-- Work required --
Exactly as they stand, set down the following records once more.

'''

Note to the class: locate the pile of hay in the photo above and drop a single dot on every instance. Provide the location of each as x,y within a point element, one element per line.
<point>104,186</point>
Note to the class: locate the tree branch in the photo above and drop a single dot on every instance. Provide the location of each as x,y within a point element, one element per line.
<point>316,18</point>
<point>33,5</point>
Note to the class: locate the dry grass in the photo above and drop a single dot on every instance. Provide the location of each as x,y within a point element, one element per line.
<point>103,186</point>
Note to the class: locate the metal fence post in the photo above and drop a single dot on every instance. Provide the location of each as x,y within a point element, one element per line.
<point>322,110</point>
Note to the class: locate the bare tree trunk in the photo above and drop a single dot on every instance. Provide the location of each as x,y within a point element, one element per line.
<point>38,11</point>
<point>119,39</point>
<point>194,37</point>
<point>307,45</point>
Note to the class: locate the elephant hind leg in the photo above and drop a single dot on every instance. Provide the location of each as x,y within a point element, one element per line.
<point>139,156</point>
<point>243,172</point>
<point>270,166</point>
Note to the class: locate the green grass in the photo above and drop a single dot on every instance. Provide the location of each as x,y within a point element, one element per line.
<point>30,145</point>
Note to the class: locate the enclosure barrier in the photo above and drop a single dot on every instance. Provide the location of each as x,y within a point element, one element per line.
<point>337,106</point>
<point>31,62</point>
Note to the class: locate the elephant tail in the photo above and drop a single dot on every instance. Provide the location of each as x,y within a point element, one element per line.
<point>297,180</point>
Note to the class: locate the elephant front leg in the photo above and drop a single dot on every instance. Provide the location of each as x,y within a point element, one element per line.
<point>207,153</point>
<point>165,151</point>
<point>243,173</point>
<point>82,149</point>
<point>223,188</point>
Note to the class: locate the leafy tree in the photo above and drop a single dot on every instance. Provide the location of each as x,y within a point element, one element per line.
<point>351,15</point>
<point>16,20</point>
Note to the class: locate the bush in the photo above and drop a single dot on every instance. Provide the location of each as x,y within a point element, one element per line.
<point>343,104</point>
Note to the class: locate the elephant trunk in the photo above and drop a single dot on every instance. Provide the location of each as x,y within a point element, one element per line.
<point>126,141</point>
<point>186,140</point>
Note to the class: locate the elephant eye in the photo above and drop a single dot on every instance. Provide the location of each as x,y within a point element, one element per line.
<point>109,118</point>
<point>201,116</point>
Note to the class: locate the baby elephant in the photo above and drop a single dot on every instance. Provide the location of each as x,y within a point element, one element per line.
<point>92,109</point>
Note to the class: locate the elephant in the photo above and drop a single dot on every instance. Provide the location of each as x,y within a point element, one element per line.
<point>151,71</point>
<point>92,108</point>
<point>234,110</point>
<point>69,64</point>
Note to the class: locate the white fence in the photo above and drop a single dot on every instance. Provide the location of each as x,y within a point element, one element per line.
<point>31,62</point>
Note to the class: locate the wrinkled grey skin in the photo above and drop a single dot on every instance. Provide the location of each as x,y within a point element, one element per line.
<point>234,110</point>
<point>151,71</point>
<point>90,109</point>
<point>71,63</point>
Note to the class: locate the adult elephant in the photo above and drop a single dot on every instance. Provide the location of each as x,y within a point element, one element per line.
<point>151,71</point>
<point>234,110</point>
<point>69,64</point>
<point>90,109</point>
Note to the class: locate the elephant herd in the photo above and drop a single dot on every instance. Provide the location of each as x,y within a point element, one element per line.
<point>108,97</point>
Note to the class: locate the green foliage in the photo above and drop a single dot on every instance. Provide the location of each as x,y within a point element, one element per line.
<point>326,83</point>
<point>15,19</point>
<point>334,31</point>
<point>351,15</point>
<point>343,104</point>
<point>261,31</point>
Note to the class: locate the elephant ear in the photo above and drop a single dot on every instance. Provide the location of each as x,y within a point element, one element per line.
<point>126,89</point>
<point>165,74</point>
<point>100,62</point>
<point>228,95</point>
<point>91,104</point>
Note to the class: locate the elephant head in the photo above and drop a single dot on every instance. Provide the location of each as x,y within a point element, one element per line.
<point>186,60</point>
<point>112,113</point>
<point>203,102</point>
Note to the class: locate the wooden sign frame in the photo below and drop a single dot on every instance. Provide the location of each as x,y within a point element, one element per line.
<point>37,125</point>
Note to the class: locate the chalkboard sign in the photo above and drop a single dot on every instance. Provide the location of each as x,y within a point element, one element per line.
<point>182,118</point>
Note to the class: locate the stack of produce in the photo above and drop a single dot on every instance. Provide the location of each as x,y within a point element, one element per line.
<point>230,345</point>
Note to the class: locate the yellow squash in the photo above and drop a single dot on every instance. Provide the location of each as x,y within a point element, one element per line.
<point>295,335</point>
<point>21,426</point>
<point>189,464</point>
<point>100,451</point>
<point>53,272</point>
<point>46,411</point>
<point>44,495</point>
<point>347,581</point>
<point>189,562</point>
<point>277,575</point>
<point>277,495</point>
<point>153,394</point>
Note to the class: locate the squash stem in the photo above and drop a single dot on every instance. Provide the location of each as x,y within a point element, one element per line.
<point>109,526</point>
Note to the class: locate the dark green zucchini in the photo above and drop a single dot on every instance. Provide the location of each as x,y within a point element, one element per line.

'''

-- Finished task --
Note to the class: locate the pile of hay in the photo above and drop a single dot on every instance. Provide the location of each as x,y within a point element, one element per line.
<point>104,186</point>
Note to the class: locate the tree branch in the photo above and drop a single dot on every instance. Provide the location of each as x,y within a point element, one element per line.
<point>316,18</point>
<point>33,5</point>
Note to the class: locate the dry grass in the photo above and drop a single dot on every instance. Provide the location of each as x,y within a point element, one element per line.
<point>103,186</point>
Note to the class: locate the metal fence post in the photo above and drop a single dot on every instance. Provide the location of each as x,y within a point element, one element per line.
<point>322,110</point>
Note to the class: locate the bare tree trunk in the photo above and drop a single dot on every instance. Provide the location of each as x,y within a point element, one element per line.
<point>38,11</point>
<point>119,39</point>
<point>194,37</point>
<point>307,45</point>
Note to the class: locate the elephant hind leg in the photo above and drop a single dot on every instance. Provide the location of each as x,y within a point element, one element per line.
<point>139,156</point>
<point>243,172</point>
<point>270,166</point>
Note to the class: locate the green grass in the photo above and drop a single dot on every instance. Provide the location of each as x,y within a point element, one element per line.
<point>30,145</point>
Note to the class: locate the enclosure barrier in the photo above and drop a single dot on every instance. Provide the location of each as x,y within a point element, one element per line.
<point>337,106</point>
<point>31,62</point>
Note to the class: locate the elephant tail in the photo above and drop a single dot on every instance. Provide the location of each as x,y within a point element, one element per line.
<point>297,180</point>
Note to the class: locate the elephant front leg in the photo above and drop a single dot on every instance. Provide the location of each as x,y within a point element, one element per line.
<point>207,153</point>
<point>165,151</point>
<point>243,173</point>
<point>82,149</point>
<point>223,188</point>
Note to the class: locate the leafy tree in the photo above and drop a single dot on every instance. Provide the location of each as x,y within a point element, one element per line.
<point>351,15</point>
<point>16,20</point>
Note to the class: locate the bush in the photo above and drop a single dot on every instance. Provide the location of each as x,y within a point element, one element per line.
<point>343,104</point>
Note to the class: locate the elephant trunk in the photo above and drop a single dot on every instance. Provide the location of each as x,y within a point element, one element per line.
<point>126,141</point>
<point>186,140</point>
Note to the class: locate the elephant eye in the photo above and drop a single dot on every instance. Provide the location of each as x,y within a point element, one element per line.
<point>109,118</point>
<point>201,116</point>
Note to the class: locate the baby elephant in the photo above and drop a single dot on every instance. Provide the location of each as x,y within a point element, one element per line.
<point>92,109</point>
Note to the class: locate the elephant in the photo above and drop a single dot on every instance. Provide the location of each as x,y within a point element, one element per line.
<point>151,71</point>
<point>92,108</point>
<point>234,110</point>
<point>69,64</point>
Note to the class: locate the white fence in the photo above and drop a single dot on every instance. Provide the location of each as x,y within a point element, one element per line.
<point>31,62</point>
Note to the class: locate the wrinkled grey skin in the photo above and drop a single dot on every instance. Provide the location of each as x,y within a point element, one element per line.
<point>234,110</point>
<point>151,71</point>
<point>90,109</point>
<point>71,63</point>
Note to the class: locate the adult elephant in the photo above and drop a single dot on every instance. Provide the location of each as x,y within a point element, one element per line.
<point>151,71</point>
<point>234,110</point>
<point>69,64</point>
<point>90,109</point>
Note to the class: locate the elephant herd in the photo above and drop a single dot on every instance. Provide the location of each as x,y within a point element, one element per line.
<point>108,97</point>
Note to the class: locate the green foliage in the photo above and drop a single dot on every instance. Provide the location of each as x,y within a point element, one element per line.
<point>326,83</point>
<point>15,19</point>
<point>334,31</point>
<point>351,15</point>
<point>343,104</point>
<point>261,31</point>
Note to the class: locate the elephant ear in the photo above and drop a single dot on every instance. Provide the location of each as x,y within a point element, one element per line.
<point>126,89</point>
<point>165,74</point>
<point>100,62</point>
<point>228,95</point>
<point>91,104</point>
Note to the class: locate the elephant head in the photo above and drop a single dot on every instance. Provide the location of each as x,y within a point element, one element per line.
<point>186,60</point>
<point>112,113</point>
<point>203,102</point>
Note to the class: locate the wooden sign frame in the photo below and drop a single dot on every instance. Provide the location of each as x,y within a point element, one element per line.
<point>37,125</point>
Note to the class: locate the chalkboard sign in the photo above and drop a single dot on every instance. Provide the location of each as x,y within a point element, one element per line.
<point>182,118</point>
Note to the class: locate the stack of produce in the photo above and drop a single dot on every instance. Provide the location of each as x,y within a point element, one element per line.
<point>230,345</point>
Note to the class: locate the yellow squash in the photo above and drop a single dot on every instance. Provide the location of each as x,y within a point element, one element per line.
<point>295,335</point>
<point>21,426</point>
<point>189,464</point>
<point>100,451</point>
<point>53,272</point>
<point>46,411</point>
<point>44,495</point>
<point>347,581</point>
<point>189,562</point>
<point>277,575</point>
<point>277,495</point>
<point>153,394</point>
Note to the class: locate the squash stem in the photo above and drop a single dot on every instance. Provide the location of each as x,y within a point element, one element per line.
<point>109,526</point>
Note to the class: locate the dark green zucchini in the photo above and drop a single dot on every instance. Provide the location of each as x,y within a point element, one element per line.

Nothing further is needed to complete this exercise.